Point-per-instance localization data
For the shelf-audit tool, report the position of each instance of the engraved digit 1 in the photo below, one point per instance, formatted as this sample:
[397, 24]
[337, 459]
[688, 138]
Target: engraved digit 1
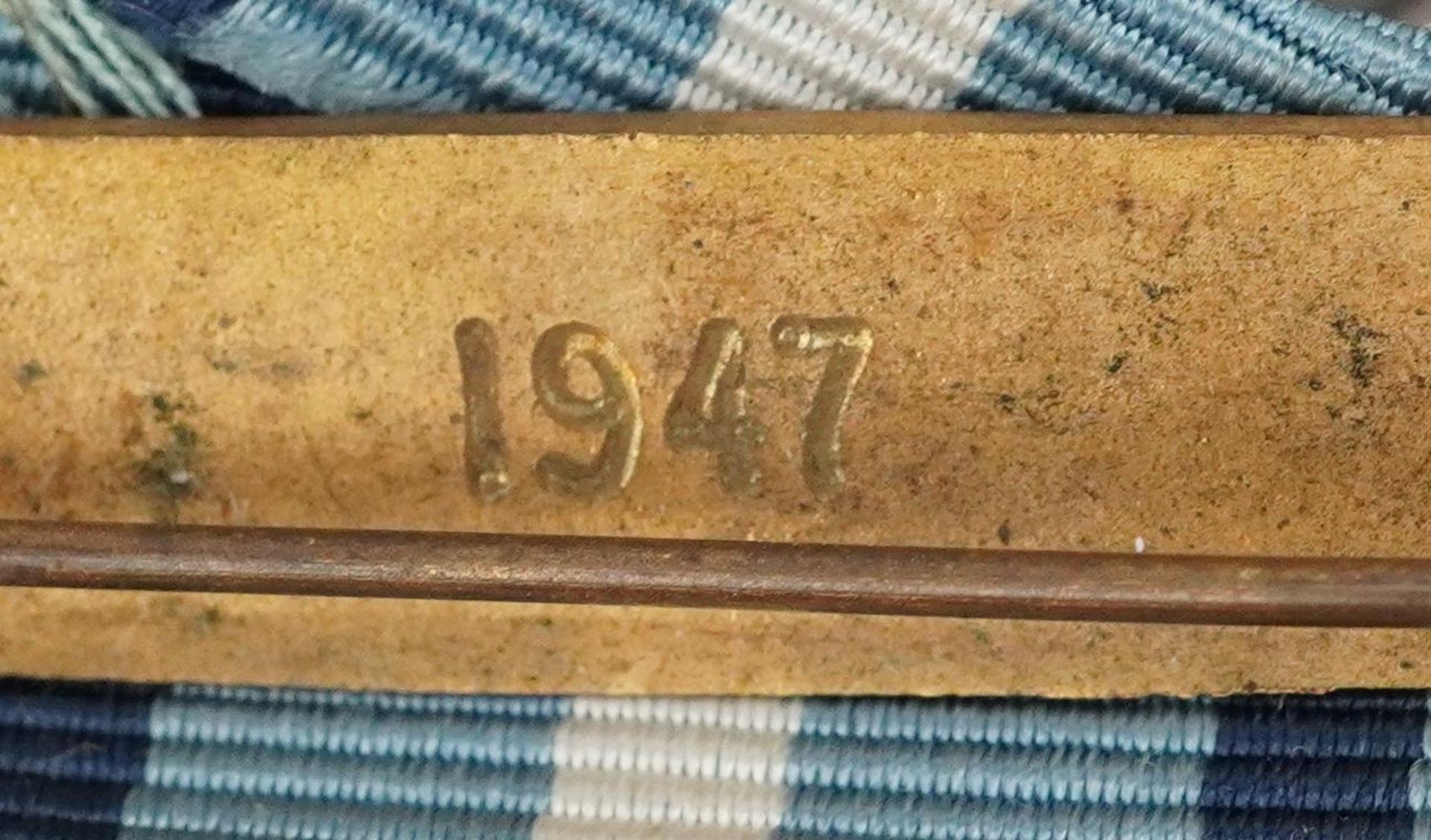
[485, 448]
[709, 407]
[849, 342]
[614, 411]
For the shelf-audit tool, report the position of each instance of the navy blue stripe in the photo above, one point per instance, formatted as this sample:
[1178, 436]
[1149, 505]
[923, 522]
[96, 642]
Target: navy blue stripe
[161, 20]
[1307, 768]
[104, 709]
[1308, 785]
[1353, 727]
[1306, 826]
[69, 754]
[52, 829]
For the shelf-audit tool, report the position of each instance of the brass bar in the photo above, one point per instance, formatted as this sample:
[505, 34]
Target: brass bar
[723, 574]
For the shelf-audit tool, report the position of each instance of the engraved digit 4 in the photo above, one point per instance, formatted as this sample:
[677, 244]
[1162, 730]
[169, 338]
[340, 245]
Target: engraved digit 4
[709, 408]
[849, 342]
[614, 411]
[485, 448]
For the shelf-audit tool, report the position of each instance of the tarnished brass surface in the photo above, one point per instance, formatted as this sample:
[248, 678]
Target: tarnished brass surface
[1071, 338]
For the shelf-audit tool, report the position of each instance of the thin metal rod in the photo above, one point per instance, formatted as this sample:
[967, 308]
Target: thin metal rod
[832, 578]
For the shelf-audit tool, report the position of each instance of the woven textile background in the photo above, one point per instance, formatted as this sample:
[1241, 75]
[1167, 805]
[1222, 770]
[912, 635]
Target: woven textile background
[258, 56]
[159, 763]
[197, 763]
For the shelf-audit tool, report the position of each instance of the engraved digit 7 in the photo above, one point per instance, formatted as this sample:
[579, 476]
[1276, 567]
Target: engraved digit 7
[709, 408]
[614, 411]
[485, 448]
[849, 342]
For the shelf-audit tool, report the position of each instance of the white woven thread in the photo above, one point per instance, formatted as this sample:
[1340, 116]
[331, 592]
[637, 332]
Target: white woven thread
[841, 53]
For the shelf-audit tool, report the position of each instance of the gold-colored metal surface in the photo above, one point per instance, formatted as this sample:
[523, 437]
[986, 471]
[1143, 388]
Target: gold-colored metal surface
[1075, 335]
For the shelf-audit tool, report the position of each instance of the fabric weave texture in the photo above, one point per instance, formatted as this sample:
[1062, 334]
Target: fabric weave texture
[169, 763]
[1145, 56]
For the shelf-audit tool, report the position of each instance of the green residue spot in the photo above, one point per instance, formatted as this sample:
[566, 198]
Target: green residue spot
[31, 373]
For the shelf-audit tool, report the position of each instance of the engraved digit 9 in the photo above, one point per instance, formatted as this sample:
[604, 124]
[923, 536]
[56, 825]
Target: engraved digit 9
[616, 410]
[849, 342]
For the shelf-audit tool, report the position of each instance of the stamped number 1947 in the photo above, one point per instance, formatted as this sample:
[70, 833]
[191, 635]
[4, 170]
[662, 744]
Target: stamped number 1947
[709, 410]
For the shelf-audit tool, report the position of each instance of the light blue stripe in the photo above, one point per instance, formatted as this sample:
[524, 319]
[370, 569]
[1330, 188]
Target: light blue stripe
[1180, 727]
[361, 780]
[242, 816]
[295, 763]
[1104, 35]
[26, 88]
[513, 706]
[1161, 54]
[1037, 776]
[461, 54]
[1391, 56]
[896, 818]
[1026, 68]
[494, 737]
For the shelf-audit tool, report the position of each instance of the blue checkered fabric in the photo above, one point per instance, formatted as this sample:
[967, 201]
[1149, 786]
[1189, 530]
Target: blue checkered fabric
[1260, 56]
[177, 763]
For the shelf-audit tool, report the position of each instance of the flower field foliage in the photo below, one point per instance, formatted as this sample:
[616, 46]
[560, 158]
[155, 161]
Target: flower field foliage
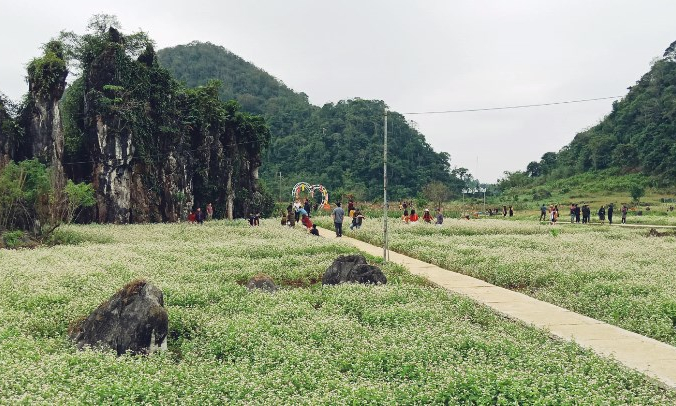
[401, 343]
[618, 275]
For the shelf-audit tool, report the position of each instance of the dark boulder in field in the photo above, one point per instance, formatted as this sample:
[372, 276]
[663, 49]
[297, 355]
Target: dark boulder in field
[133, 320]
[352, 268]
[262, 282]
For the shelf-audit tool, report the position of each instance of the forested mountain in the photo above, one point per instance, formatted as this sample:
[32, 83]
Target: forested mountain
[639, 135]
[338, 145]
[151, 149]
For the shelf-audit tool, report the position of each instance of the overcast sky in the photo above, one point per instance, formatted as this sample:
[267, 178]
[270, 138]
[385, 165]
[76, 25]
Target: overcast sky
[415, 55]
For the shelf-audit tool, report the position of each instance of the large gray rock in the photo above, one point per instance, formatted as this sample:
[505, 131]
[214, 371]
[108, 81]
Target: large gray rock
[352, 268]
[133, 319]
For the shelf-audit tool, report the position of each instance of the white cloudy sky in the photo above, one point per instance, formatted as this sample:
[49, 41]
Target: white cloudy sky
[415, 55]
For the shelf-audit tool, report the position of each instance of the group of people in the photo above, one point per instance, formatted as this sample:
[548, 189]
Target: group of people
[413, 217]
[585, 212]
[353, 212]
[198, 216]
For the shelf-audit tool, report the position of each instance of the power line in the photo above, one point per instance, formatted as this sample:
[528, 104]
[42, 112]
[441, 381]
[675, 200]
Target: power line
[515, 107]
[162, 155]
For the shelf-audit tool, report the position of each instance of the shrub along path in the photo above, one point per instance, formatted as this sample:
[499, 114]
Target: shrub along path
[652, 357]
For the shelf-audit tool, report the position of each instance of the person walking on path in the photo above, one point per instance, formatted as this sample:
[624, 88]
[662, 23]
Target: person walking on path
[543, 212]
[307, 206]
[553, 214]
[338, 214]
[427, 217]
[586, 213]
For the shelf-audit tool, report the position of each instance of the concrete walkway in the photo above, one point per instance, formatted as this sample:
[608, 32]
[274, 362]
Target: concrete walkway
[652, 357]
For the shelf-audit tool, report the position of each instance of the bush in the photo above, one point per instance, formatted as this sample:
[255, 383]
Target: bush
[12, 239]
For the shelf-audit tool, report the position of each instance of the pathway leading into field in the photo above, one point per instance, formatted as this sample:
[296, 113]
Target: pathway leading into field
[652, 357]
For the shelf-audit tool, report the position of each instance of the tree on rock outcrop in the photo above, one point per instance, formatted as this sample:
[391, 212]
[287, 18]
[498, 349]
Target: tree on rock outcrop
[132, 320]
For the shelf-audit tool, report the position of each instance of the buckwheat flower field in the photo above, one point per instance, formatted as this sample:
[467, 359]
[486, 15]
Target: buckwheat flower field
[402, 343]
[619, 275]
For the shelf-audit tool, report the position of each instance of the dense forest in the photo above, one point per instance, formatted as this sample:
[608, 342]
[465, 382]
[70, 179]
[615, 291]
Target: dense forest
[638, 136]
[339, 144]
[149, 148]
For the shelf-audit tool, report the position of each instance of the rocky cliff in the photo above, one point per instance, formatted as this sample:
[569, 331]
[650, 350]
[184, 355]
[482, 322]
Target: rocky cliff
[152, 149]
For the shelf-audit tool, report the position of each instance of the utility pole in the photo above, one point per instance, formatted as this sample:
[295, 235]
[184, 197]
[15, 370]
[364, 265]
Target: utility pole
[385, 190]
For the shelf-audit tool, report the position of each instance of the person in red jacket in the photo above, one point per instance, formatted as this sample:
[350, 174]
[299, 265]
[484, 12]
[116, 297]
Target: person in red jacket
[427, 216]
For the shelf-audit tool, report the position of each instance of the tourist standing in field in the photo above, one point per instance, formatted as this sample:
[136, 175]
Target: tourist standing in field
[602, 214]
[338, 214]
[586, 213]
[307, 206]
[414, 216]
[296, 206]
[357, 219]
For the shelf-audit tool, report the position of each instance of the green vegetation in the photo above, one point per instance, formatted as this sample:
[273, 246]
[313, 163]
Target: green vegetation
[32, 200]
[402, 343]
[333, 145]
[174, 128]
[635, 138]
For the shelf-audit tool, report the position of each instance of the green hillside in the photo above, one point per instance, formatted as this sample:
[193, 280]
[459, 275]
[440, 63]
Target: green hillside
[338, 145]
[638, 136]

> [REQUIRED WORK] If a line above contains the word "below", list it.

> [THE ANSWER]
For the shelf-audit tool, report the position of each instance of the engraved digit 1 in the photo below, one point per instance, formatted as this sample:
For the shelf-audit tool, report the position of each instance of the flower field foliage in the photo below, one point per instance, formatted as this sample:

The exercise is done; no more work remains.